* begin *

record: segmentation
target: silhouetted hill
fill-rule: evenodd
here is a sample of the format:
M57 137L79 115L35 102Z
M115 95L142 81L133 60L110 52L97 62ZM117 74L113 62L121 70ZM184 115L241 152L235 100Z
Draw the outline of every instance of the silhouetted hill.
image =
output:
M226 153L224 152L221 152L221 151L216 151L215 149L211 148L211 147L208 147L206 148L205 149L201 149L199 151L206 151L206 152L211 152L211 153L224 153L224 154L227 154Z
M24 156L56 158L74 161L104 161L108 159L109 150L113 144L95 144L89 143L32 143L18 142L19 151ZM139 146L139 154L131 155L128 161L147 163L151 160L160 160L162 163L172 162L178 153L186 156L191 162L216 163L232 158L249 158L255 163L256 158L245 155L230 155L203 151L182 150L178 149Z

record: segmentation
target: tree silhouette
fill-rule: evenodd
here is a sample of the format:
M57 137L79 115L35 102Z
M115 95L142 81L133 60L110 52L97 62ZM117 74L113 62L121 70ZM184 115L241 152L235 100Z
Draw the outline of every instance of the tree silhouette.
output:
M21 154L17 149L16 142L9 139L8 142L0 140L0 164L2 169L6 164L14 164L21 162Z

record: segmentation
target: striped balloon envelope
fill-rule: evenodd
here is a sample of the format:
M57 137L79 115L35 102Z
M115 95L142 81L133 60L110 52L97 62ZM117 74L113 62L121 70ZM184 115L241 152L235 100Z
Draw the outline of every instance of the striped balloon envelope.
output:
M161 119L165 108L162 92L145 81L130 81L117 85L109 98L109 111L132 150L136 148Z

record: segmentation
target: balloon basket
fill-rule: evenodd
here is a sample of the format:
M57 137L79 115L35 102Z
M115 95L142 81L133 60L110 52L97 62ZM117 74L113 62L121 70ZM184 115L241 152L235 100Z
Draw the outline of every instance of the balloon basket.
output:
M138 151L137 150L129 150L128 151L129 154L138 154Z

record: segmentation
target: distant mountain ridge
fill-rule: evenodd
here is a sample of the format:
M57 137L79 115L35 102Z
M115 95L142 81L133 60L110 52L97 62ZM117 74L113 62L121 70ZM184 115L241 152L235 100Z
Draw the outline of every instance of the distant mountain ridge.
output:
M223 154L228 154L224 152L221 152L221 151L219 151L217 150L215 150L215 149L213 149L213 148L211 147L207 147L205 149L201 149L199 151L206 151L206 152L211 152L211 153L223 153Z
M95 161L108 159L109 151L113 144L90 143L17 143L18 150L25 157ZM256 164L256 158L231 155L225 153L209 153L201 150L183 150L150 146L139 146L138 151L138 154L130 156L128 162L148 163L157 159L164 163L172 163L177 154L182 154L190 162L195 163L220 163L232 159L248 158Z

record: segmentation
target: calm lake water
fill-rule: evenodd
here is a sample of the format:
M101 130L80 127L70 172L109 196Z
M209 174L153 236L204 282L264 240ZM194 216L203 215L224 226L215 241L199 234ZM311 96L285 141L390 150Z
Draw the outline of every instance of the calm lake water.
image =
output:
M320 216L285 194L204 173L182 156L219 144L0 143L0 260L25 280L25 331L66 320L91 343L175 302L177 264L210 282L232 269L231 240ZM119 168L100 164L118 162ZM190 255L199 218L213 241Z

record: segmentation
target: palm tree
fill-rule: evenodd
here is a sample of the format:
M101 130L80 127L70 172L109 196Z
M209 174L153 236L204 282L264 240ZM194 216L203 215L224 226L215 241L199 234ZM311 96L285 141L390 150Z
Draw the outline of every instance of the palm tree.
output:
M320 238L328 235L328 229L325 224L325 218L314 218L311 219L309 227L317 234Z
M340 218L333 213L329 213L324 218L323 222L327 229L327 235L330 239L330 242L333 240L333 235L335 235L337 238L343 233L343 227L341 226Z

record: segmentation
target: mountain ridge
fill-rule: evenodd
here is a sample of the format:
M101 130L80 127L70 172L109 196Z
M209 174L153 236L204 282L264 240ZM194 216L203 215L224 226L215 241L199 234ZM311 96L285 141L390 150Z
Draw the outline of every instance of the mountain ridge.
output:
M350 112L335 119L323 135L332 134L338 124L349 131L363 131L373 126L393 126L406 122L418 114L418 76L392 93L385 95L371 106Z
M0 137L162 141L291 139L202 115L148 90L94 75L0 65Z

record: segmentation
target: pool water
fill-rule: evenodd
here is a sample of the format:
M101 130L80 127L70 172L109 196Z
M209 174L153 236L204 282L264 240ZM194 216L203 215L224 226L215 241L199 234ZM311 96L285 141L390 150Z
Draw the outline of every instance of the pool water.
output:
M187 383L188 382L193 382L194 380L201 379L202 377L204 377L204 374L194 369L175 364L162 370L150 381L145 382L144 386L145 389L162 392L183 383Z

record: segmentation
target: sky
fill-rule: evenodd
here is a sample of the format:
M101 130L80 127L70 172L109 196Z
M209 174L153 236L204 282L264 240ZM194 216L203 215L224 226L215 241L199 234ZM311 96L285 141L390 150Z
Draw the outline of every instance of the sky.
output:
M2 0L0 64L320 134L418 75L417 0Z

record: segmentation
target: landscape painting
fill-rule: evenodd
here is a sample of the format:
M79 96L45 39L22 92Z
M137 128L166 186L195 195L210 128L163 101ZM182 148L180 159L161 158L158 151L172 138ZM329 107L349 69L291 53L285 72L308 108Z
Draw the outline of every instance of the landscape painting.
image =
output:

* end *

# Written problem:
Rewrite all the records above with "Draw the outline" changed to "Trace the outline" and everything else left the same.

# Written solution:
record: segmentation
target: silhouetted hill
fill-rule: evenodd
here is a sample of the format:
M57 137L79 115L35 102Z
M115 95L142 81L133 60L110 52L97 62ZM117 74L113 62L121 70ZM184 115L241 152L235 100Z
Trace the outline of every instance of the silhouetted hill.
image =
output:
M226 153L224 152L221 152L221 151L216 151L215 149L211 148L211 147L208 147L206 148L205 149L201 149L199 151L206 151L206 152L211 152L211 153L224 153L224 154L227 154Z
M24 156L56 158L74 161L104 161L108 159L109 150L113 144L95 144L89 143L32 143L18 142L19 151ZM139 146L139 154L131 155L128 161L147 163L151 160L160 160L162 163L172 162L178 153L186 156L191 162L216 163L232 158L249 158L255 163L256 158L245 155L230 155L203 151L182 150L178 149Z

record: segmentation
target: tree silhouette
fill-rule: evenodd
here is a sample of the format:
M57 137L79 115L35 102Z
M115 95L142 81L133 60L110 52L97 62ZM117 74L113 62L121 70ZM184 115L241 152L235 100Z
Trace the outline of every instance of the tree silhouette.
output:
M21 154L17 149L16 142L9 139L8 142L0 140L0 164L2 169L6 164L14 164L21 162Z

record: segmentation
target: striped balloon envelope
fill-rule: evenodd
here is a sample of the format:
M57 137L79 115L35 102Z
M115 95L142 81L133 60L110 52L97 62ZM117 74L113 62L121 70ZM184 115L241 152L235 100Z
Trace the outline of every instance of the striped balloon envelope.
output:
M161 119L165 108L162 92L145 81L130 81L117 85L109 98L109 111L132 150L136 148Z

record: segmentation
target: balloon basket
fill-rule: evenodd
here is a sample of the format:
M57 137L79 115L35 102Z
M115 95L142 81L133 60L110 52L97 62ZM117 74L113 62L121 70ZM184 115L241 152L235 100Z
Trace the outline of every instance of the balloon basket.
output:
M138 151L137 150L129 150L128 151L129 154L138 154Z

record: segmentation
target: distant mountain ridge
fill-rule: evenodd
here is a sample of the format:
M57 137L79 115L35 102Z
M115 95L142 81L133 60L110 52L97 62ZM117 74L113 62L121 70ZM184 115L241 152L235 100Z
Trace the outline of every instance of the distant mountain ridge.
output:
M223 154L228 154L224 152L221 152L221 151L219 151L217 150L215 150L215 149L213 149L213 148L211 147L207 147L205 149L201 149L199 151L206 151L206 152L211 152L211 153L223 153Z
M95 161L108 159L109 151L113 144L90 143L17 143L18 150L25 157ZM256 164L256 158L231 155L225 153L209 153L201 150L183 150L150 146L139 146L138 151L138 154L130 156L128 162L148 163L157 159L164 163L172 163L177 154L182 154L190 162L195 163L220 163L232 159L248 158Z

record: segmentation
target: calm lake water
fill-rule: evenodd
here is a sample of the format:
M101 130L80 127L70 172L109 196Z
M209 174L153 236L204 282L264 240ZM194 216L203 215L224 226L215 241L199 234ZM311 96L285 141L390 150Z
Trace the outline of every instance of the calm lake water.
image =
output:
M320 216L285 194L204 173L182 156L219 144L0 143L0 260L25 280L25 331L66 320L91 343L175 302L177 264L210 282L232 269L231 240ZM119 168L100 164L118 162ZM190 255L199 218L213 241Z

record: segmentation
target: palm tree
fill-rule: evenodd
here is a sample of the format:
M101 130L80 127L70 172L109 196Z
M209 174L153 236L204 282L264 240ZM194 216L203 215L224 226L215 241L199 234ZM311 96L285 141L390 150Z
Trace the outline of every instance of the palm tree.
output:
M320 238L328 235L328 229L325 224L325 218L314 218L311 219L309 227L317 234Z
M340 218L333 213L329 213L324 218L323 222L327 229L327 235L330 239L330 242L333 240L333 235L335 235L337 238L343 233L343 227L341 226Z

record: segmentation
target: mountain ridge
fill-rule: evenodd
here is a sample of the format:
M101 130L80 127L70 172L109 196Z
M209 174L153 236L204 282L264 240ZM194 216L203 215L224 226L215 241L199 234ZM311 96L285 141L390 150Z
Trace the outline of every instance of the mountain ridge.
output:
M350 112L335 119L323 135L332 134L338 124L349 131L363 131L373 126L393 126L406 122L418 114L418 76L392 93L385 95L371 106Z
M0 137L162 141L291 139L202 115L148 90L94 75L0 65Z

record: segmentation
target: pool water
fill-rule: evenodd
here is a sample of the format:
M101 130L80 127L70 172L109 196Z
M209 174L153 236L204 282L264 240ZM194 216L203 215L224 226L215 241L199 234ZM311 96L285 141L390 150Z
Trace the outline of every instance of the pool water.
output:
M187 383L188 382L193 382L194 380L201 379L202 377L204 377L204 374L194 369L175 364L162 370L150 381L145 382L144 386L145 389L162 392L183 383Z

record: segmentation
target: sky
fill-rule: evenodd
here is a sample of the format:
M101 130L80 127L70 172L109 196Z
M209 174L153 236L204 282L264 240ZM194 216L203 215L224 226L215 241L199 234ZM311 96L285 141L390 150Z
Trace the outline of every instance of the sky.
output:
M2 0L0 64L320 134L418 75L417 0Z

record: segmentation
target: landscape painting
fill-rule: evenodd
here is a sample of the format:
M79 96L45 39L22 92Z
M137 128L166 186L195 195L210 128L163 101ZM182 148L180 159L161 158L158 151L172 138ZM329 107L349 69L291 53L285 72L308 108Z
Trace the outline of every instance of the landscape painting.
image =
output:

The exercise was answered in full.